WHAT NEEDS TO BE DONE
Gather each line of the data below that contains the string "jungle".

DATA EXTRACT
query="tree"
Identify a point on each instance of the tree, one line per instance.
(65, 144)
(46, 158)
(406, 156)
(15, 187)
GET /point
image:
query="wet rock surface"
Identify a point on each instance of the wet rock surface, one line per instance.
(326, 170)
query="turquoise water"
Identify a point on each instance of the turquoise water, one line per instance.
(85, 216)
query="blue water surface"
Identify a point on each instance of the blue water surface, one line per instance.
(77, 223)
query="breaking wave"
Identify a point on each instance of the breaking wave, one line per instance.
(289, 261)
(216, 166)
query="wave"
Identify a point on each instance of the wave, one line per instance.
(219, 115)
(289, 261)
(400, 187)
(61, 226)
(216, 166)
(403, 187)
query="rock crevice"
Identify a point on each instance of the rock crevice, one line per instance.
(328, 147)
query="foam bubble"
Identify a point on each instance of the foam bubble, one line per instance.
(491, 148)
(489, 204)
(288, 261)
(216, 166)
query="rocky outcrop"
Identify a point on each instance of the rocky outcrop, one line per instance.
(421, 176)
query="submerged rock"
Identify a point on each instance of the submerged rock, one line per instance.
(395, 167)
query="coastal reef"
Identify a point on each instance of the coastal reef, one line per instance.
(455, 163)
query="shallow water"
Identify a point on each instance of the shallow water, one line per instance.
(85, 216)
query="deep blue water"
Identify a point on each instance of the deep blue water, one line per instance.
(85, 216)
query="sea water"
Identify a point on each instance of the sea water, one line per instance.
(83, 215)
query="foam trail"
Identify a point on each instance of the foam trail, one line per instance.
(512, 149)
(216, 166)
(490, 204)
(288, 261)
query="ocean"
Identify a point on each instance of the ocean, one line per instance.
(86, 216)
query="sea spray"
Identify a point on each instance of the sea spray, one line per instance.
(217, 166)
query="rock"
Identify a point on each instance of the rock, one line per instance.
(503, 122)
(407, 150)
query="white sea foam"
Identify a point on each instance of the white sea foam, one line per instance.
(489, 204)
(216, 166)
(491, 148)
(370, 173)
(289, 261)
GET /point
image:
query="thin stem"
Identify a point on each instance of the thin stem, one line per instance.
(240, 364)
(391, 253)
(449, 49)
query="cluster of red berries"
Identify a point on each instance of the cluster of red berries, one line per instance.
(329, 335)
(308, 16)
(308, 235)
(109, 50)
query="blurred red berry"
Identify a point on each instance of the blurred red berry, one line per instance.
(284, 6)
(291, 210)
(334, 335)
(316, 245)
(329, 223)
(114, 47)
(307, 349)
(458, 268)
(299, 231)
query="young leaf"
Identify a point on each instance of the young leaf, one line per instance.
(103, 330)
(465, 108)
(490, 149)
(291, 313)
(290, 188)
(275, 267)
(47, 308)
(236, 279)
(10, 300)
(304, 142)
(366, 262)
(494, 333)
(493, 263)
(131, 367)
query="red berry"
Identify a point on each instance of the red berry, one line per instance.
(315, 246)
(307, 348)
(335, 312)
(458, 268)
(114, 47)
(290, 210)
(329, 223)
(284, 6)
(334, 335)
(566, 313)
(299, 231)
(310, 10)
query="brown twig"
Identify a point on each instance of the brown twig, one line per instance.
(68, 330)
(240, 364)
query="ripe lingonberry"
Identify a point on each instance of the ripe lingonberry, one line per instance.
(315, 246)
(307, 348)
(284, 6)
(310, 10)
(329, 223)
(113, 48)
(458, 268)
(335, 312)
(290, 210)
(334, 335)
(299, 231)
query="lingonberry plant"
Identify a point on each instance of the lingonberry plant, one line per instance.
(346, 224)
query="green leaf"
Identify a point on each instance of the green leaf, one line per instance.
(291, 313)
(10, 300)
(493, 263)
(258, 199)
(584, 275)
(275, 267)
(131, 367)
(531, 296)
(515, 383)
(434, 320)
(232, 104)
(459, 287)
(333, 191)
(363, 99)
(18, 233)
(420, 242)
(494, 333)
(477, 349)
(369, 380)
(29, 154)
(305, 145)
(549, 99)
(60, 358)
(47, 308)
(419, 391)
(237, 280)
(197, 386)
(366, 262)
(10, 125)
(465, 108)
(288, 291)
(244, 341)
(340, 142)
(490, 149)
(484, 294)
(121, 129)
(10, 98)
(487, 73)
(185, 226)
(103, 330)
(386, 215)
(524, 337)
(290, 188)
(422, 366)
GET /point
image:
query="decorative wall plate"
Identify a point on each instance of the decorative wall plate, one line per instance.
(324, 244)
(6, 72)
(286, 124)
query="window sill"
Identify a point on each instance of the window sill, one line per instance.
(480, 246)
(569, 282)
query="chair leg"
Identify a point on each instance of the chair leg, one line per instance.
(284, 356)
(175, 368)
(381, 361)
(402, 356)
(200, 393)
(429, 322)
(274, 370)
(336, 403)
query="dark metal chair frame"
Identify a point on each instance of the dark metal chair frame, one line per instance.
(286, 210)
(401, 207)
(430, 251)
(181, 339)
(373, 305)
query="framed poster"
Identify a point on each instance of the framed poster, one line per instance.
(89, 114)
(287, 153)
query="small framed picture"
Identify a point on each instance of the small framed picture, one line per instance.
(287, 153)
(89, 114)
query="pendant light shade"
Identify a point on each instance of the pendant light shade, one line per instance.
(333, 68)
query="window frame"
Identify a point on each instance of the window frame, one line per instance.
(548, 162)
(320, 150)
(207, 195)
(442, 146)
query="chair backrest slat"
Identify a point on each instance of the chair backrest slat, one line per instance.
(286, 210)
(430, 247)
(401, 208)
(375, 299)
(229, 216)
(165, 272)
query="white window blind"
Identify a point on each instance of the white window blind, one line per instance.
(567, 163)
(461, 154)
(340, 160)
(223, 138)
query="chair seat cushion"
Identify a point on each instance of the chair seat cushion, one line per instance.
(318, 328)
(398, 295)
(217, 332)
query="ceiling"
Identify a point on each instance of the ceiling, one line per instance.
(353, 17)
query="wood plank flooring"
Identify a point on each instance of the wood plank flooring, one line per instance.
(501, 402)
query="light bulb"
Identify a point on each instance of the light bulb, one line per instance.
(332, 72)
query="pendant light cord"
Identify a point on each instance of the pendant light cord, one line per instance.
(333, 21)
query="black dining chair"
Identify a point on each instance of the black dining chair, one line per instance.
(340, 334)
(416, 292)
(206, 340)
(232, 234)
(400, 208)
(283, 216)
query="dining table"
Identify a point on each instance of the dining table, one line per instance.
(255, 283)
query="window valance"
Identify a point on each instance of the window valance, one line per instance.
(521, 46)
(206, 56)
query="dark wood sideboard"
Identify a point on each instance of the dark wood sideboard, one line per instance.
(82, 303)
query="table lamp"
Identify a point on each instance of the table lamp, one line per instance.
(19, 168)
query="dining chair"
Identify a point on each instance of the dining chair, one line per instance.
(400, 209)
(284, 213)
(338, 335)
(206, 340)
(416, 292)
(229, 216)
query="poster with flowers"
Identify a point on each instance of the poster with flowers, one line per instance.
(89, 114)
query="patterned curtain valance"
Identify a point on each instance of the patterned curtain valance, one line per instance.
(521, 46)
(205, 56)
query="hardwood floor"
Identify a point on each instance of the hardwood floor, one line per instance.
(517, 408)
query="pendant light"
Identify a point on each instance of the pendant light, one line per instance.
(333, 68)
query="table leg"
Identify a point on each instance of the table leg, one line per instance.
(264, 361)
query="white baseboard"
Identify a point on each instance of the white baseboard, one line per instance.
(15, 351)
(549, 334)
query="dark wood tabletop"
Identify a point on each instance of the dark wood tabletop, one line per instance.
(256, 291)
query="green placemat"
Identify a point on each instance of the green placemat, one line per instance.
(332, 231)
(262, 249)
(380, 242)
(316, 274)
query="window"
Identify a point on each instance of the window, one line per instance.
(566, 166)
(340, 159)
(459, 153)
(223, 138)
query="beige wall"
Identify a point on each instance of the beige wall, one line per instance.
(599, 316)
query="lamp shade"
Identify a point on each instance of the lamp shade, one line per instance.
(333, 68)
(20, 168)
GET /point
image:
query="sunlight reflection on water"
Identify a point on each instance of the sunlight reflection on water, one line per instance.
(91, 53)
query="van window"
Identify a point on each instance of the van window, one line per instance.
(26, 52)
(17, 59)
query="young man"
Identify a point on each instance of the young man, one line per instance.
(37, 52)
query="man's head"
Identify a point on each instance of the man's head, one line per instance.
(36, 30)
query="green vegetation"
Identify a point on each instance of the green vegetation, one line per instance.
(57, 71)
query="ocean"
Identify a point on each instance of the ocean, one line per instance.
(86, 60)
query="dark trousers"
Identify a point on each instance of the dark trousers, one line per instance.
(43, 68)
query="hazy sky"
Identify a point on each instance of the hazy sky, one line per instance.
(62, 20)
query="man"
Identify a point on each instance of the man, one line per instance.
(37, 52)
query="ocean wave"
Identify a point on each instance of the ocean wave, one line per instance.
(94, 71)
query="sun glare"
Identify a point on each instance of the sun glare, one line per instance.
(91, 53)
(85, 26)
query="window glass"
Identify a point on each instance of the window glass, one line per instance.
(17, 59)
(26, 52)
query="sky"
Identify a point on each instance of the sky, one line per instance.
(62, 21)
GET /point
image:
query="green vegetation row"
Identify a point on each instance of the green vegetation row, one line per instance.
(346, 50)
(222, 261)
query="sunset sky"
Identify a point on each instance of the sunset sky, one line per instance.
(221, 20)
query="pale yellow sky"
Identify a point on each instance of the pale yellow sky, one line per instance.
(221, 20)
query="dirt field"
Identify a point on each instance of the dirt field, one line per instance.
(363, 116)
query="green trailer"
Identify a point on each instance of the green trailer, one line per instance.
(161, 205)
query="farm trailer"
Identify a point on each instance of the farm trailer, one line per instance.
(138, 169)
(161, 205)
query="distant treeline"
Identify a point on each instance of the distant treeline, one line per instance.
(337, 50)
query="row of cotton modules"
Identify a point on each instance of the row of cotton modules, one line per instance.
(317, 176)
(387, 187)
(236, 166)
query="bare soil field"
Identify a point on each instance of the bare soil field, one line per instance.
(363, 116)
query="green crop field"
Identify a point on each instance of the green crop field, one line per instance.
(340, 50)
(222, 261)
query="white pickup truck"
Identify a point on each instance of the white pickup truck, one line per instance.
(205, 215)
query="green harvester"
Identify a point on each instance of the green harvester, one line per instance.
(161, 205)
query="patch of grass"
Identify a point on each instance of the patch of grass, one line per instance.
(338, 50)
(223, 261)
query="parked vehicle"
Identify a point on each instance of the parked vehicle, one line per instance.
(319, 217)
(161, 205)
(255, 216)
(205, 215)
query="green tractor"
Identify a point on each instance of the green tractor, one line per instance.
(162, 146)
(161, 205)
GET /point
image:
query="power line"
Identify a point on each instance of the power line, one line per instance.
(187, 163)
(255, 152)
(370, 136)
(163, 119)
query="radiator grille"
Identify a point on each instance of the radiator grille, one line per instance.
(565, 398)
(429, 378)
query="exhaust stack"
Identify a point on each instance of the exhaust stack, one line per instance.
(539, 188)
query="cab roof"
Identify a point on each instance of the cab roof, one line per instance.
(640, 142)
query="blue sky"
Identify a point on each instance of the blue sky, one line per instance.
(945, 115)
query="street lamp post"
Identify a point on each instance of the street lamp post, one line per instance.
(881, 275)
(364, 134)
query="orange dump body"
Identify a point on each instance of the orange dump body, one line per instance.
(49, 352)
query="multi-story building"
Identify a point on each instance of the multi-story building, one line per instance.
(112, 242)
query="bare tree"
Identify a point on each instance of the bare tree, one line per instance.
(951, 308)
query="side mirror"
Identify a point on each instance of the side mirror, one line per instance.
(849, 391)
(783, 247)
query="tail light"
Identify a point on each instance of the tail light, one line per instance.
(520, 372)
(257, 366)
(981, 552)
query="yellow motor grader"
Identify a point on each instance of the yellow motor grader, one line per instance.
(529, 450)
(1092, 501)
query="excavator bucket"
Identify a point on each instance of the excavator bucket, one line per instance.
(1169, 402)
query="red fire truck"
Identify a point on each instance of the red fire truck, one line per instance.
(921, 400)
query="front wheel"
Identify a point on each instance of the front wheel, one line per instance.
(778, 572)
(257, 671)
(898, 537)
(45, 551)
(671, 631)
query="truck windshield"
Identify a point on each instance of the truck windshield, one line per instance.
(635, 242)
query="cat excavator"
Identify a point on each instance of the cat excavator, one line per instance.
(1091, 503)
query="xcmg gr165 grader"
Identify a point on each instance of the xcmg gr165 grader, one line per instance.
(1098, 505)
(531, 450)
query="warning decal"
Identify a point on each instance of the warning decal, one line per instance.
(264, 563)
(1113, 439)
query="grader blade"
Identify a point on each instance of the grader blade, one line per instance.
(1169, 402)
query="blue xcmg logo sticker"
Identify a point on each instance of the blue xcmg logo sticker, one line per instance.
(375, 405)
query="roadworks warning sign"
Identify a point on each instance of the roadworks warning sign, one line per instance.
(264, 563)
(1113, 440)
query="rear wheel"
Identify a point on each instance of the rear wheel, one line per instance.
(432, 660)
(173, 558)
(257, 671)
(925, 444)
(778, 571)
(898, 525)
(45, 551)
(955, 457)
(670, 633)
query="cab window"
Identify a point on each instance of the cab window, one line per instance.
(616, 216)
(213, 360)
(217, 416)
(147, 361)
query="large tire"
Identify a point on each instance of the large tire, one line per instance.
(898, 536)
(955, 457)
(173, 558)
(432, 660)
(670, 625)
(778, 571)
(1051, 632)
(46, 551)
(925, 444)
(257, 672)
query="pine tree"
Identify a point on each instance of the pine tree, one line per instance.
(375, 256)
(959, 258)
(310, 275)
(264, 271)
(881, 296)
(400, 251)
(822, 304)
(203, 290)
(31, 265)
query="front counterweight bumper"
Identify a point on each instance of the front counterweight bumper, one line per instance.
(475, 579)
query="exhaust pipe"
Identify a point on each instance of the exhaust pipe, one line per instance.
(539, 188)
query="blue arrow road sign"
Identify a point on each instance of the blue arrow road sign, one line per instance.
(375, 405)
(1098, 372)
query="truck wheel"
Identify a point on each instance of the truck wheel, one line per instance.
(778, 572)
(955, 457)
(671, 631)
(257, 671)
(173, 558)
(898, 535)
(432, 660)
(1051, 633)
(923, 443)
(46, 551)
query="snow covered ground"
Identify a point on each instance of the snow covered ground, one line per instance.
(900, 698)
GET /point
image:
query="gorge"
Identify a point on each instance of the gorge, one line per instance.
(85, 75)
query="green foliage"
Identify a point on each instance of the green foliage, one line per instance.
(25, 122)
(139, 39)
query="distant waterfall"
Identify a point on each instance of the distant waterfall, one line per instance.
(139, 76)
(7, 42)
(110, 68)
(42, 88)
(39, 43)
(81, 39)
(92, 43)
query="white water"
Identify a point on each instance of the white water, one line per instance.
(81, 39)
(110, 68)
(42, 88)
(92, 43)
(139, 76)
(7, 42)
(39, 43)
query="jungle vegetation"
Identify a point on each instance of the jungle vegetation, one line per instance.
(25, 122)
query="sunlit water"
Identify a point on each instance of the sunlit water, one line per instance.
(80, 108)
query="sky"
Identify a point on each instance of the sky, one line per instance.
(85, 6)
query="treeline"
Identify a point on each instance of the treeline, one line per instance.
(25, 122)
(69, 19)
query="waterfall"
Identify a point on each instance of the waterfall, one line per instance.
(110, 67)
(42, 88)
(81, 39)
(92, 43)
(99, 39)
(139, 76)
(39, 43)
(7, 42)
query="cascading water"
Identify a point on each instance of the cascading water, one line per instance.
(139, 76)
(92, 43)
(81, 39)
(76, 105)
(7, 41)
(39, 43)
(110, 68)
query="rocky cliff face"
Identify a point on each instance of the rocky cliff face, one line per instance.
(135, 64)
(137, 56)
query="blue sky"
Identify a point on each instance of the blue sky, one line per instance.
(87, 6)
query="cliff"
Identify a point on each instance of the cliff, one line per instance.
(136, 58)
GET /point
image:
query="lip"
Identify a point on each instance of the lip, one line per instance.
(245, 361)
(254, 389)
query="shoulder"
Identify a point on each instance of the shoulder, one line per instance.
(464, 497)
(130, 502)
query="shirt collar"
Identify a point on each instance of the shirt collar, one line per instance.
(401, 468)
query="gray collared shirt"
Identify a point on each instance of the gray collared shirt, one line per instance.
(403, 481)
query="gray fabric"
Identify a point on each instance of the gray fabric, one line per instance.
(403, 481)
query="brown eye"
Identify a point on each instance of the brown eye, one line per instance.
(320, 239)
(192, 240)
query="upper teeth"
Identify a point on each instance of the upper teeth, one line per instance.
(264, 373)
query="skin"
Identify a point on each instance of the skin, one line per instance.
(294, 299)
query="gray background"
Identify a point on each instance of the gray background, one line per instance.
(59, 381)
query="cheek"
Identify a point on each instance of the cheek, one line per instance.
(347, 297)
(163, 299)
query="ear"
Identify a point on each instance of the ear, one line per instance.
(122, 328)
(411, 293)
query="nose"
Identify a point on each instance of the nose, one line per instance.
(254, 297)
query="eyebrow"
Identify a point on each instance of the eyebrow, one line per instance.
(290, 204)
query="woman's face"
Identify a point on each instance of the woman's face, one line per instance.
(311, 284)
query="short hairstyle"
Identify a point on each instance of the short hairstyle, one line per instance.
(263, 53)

EXERCISE ANSWER
query="jungle vegetation"
Identify a point on each instance of the jungle vegetation, one line per instance.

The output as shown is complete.